» THE TASK
Word for word, retype each record shown below.

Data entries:
.....

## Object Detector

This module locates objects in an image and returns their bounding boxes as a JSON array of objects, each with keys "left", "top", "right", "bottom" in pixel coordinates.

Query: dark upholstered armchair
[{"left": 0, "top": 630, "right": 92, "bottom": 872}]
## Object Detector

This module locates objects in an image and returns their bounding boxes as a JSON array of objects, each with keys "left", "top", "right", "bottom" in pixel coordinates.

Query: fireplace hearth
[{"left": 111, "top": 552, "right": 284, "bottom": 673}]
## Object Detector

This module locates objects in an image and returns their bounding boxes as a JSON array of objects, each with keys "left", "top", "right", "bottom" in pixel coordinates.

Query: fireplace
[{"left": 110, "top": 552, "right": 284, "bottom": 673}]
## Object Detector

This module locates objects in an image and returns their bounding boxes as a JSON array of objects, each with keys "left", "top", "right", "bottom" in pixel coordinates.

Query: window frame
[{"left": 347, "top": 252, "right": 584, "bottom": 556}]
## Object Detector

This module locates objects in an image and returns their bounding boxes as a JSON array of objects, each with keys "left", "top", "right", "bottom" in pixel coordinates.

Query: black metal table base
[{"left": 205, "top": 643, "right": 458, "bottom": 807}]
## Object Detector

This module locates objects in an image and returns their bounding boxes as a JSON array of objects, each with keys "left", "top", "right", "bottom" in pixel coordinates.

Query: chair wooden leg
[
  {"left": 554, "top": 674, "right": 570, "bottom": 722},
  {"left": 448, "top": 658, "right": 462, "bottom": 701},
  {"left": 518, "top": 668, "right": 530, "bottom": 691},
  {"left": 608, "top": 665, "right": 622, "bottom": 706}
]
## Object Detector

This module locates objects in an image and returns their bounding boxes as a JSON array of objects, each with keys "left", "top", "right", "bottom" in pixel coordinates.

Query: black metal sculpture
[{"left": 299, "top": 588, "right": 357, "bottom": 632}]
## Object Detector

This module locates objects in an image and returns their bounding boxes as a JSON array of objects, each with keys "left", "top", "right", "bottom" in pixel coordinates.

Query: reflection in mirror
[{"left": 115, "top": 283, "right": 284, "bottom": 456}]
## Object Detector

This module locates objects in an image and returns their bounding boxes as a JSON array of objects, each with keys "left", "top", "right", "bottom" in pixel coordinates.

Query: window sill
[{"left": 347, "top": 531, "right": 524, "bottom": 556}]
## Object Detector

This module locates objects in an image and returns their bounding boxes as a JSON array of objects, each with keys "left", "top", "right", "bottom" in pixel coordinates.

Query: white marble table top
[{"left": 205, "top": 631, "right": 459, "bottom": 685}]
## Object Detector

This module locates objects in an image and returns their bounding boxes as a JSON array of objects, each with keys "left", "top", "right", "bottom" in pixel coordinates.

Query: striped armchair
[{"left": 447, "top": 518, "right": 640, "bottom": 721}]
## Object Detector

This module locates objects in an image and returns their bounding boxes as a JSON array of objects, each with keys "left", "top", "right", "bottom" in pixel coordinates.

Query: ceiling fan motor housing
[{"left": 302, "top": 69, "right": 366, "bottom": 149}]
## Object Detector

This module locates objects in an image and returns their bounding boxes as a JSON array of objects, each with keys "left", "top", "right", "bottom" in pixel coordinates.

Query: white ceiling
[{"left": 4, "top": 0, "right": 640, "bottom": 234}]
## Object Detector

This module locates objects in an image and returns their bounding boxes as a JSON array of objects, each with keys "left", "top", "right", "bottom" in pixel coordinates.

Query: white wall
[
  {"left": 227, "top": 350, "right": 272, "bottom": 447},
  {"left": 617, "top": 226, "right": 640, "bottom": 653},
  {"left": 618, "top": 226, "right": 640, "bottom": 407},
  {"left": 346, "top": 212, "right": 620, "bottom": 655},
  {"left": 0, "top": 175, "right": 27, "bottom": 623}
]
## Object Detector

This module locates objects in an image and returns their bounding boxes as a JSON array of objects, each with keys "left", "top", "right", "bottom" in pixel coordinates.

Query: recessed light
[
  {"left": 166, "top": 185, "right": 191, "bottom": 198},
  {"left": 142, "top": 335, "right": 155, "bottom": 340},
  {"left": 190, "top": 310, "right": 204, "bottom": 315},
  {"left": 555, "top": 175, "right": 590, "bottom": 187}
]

.....

» YOUR RESPONSE
## Object Detector

This module locates objects in an image and returns their bounding boxes as a JSON array of objects, each with keys "left", "top", "right", "bottom" in pixel coordinates.

Query: dark upholstered armchair
[{"left": 0, "top": 630, "right": 92, "bottom": 872}]
## Object Detector

This module locates objects in an image and returns their bounding boxes as a JSON array of objects, each with keys "left", "top", "right", "bottom" in pixel coordinates.

Query: fireplace hearth
[{"left": 111, "top": 552, "right": 284, "bottom": 673}]
## Object Detector

This module locates objects in an image and returns their bounding boxes as a JSON array of objects, each with keys "left", "top", "right", "bottom" in pixel coordinates.

Query: fireplace
[{"left": 110, "top": 552, "right": 284, "bottom": 673}]
## Object Detector

This module locates objects in an image and returns their bounding boxes as a JSON array of objects, each with keys "left", "top", "right", "bottom" in pixel coordinates.

Query: window frame
[{"left": 347, "top": 252, "right": 584, "bottom": 556}]
## Object Detector

This module locates objects in an image and returns their bounding boxes as a JSON array of objects, each with keys "left", "top", "right", "bottom" in pixel coordinates.

Query: black metal table base
[{"left": 205, "top": 643, "right": 458, "bottom": 807}]
## Object Detector

This module locates objects in an image and returns their bounding boxes as a JSON array of objects, each with keys "left", "top", "right", "bottom" in pixel coordinates.

Query: chair wooden leg
[
  {"left": 554, "top": 674, "right": 570, "bottom": 722},
  {"left": 448, "top": 658, "right": 462, "bottom": 701},
  {"left": 518, "top": 668, "right": 530, "bottom": 691},
  {"left": 608, "top": 665, "right": 622, "bottom": 706}
]
## Object Detector

This module locates objects in an image and returns their bounding boxes as a JSON array of objects, each with keys "left", "top", "right", "bottom" in pixel coordinates.

Query: black metal sculpture
[{"left": 299, "top": 588, "right": 357, "bottom": 632}]
## Object Detector

This module locates objects in an image and returns their bounding boxes as a JSON array of objects, each with keys "left", "top", "right", "bottom" in pixel coordinates.

Query: reflection in mirror
[{"left": 115, "top": 283, "right": 284, "bottom": 456}]
## Object Detector

This module locates objects in an image and returns their bounding boxes as a JSON array of objects, each with keys "left", "top", "right", "bottom" in pixel coordinates.

Query: window sill
[{"left": 347, "top": 531, "right": 524, "bottom": 556}]
## Object Detector

This module locates objects in an image and returns their bounding boxes as a JSON array of objects, each with keys "left", "top", "right", "bottom" in pixel coordinates.

Query: white marble table top
[{"left": 205, "top": 631, "right": 459, "bottom": 685}]
## Object Detector

This module locates objects in an image and returns their bounding boxes as a JSON array of objects, each with keys "left", "top", "right", "bottom" in pixel coordinates.

Query: striped armchair
[{"left": 447, "top": 518, "right": 640, "bottom": 721}]
## Object Detector

This module locates objects in an image and returns their bounding boxes as a JSON array of objects, each with keys "left", "top", "right", "bottom" in pixel coordinates.

Query: ceiling fan motor housing
[{"left": 302, "top": 69, "right": 366, "bottom": 149}]
## Object Detector

This module locates objects in an image and returns their bounding boxes as a JSON array of objects, each with keys "left", "top", "right", "bottom" in pixel coordinates.

Query: white ceiling
[{"left": 4, "top": 0, "right": 640, "bottom": 234}]
## Object Detector

This module locates objects in an image and returns their bounding boxes as a JSON array of objects, each with keys "left", "top", "right", "bottom" in pixel coordinates.

Query: white wall
[
  {"left": 227, "top": 350, "right": 272, "bottom": 447},
  {"left": 617, "top": 226, "right": 640, "bottom": 653},
  {"left": 618, "top": 226, "right": 640, "bottom": 407},
  {"left": 346, "top": 212, "right": 620, "bottom": 655},
  {"left": 0, "top": 175, "right": 27, "bottom": 623}
]
## Object Detector

This module locates objects in an image and returns their bounding boxes as a JSON array of objects, each with keys "left", "top", "right", "bottom" in pixel coordinates.

Query: recessed light
[
  {"left": 166, "top": 185, "right": 191, "bottom": 198},
  {"left": 142, "top": 335, "right": 155, "bottom": 340},
  {"left": 190, "top": 310, "right": 204, "bottom": 315},
  {"left": 555, "top": 175, "right": 590, "bottom": 187}
]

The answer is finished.